Please rewrite the rows below, putting "Print" wherever "Output" appears and leaving everything else as it is.

(Dataset rows)
[start]

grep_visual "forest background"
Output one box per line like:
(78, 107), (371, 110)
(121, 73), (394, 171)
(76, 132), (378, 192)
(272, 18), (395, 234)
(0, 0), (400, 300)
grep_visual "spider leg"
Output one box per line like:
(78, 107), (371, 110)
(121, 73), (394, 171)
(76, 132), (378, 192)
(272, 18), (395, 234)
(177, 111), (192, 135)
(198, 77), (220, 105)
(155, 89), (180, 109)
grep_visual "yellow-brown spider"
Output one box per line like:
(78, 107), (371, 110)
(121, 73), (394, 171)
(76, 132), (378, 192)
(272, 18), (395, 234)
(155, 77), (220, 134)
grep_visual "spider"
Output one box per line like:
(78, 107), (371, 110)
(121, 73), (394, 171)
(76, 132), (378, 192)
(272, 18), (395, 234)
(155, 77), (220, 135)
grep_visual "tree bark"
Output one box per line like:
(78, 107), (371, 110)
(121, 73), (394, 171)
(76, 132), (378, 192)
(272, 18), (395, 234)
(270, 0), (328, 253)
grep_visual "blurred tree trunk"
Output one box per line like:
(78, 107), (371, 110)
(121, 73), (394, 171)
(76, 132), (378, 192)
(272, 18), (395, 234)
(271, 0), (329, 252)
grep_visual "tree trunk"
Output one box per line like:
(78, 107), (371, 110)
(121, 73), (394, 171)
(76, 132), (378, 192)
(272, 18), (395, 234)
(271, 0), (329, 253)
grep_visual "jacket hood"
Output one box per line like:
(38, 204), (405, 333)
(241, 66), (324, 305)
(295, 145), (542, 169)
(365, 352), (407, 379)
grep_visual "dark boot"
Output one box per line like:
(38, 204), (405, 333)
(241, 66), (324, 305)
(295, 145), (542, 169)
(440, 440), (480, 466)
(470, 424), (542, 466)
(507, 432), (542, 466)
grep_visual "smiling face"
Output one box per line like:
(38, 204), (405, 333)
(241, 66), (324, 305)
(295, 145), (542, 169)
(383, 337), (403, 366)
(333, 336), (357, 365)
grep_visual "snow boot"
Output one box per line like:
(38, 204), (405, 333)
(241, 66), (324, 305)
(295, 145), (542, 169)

[end]

RESULT OF THIS TASK -
grep_visual "forest background"
Print one box per line like:
(78, 107), (371, 110)
(121, 73), (394, 171)
(76, 132), (378, 192)
(272, 18), (395, 234)
(0, 0), (400, 300)
grep_visual "spider leg"
Print one box per line like:
(78, 107), (371, 110)
(121, 73), (394, 171)
(76, 132), (378, 192)
(272, 18), (395, 234)
(177, 111), (192, 135)
(198, 77), (220, 105)
(155, 89), (180, 109)
grep_visual "yellow-brown spider"
Print one box per line like:
(78, 107), (371, 110)
(121, 73), (394, 171)
(76, 132), (378, 192)
(272, 18), (395, 234)
(155, 77), (220, 134)
grep_visual "spider"
Print one box per line like:
(78, 107), (371, 110)
(121, 73), (394, 171)
(76, 132), (378, 192)
(272, 18), (395, 234)
(155, 77), (220, 135)
grep_visual "tree bark"
Print one box per line like:
(78, 107), (371, 110)
(121, 73), (394, 171)
(76, 132), (378, 192)
(272, 18), (395, 234)
(270, 0), (328, 253)
grep_visual "blurred tree trunk"
Print one box per line like:
(78, 107), (371, 110)
(121, 73), (394, 171)
(76, 132), (378, 192)
(272, 18), (395, 234)
(271, 0), (329, 252)
grep_visual "tree trunk"
Print one box per line like:
(78, 107), (371, 110)
(121, 73), (394, 171)
(76, 132), (378, 192)
(272, 18), (395, 234)
(271, 0), (329, 253)
grep_visual "jacket hood"
Print one box per line like:
(38, 204), (405, 333)
(241, 66), (324, 305)
(295, 145), (542, 169)
(365, 352), (407, 379)
grep_visual "dark boot"
Print one box per line like:
(38, 204), (405, 333)
(241, 66), (324, 305)
(295, 145), (542, 169)
(440, 440), (480, 466)
(470, 424), (542, 466)
(507, 432), (542, 466)
grep_visual "smiling face"
Print one box per line like:
(38, 204), (405, 333)
(241, 66), (324, 305)
(295, 145), (542, 169)
(383, 337), (403, 366)
(333, 336), (357, 365)
grep_visual "snow boot"
Print one box per line like:
(38, 204), (405, 333)
(241, 66), (324, 305)
(295, 145), (542, 169)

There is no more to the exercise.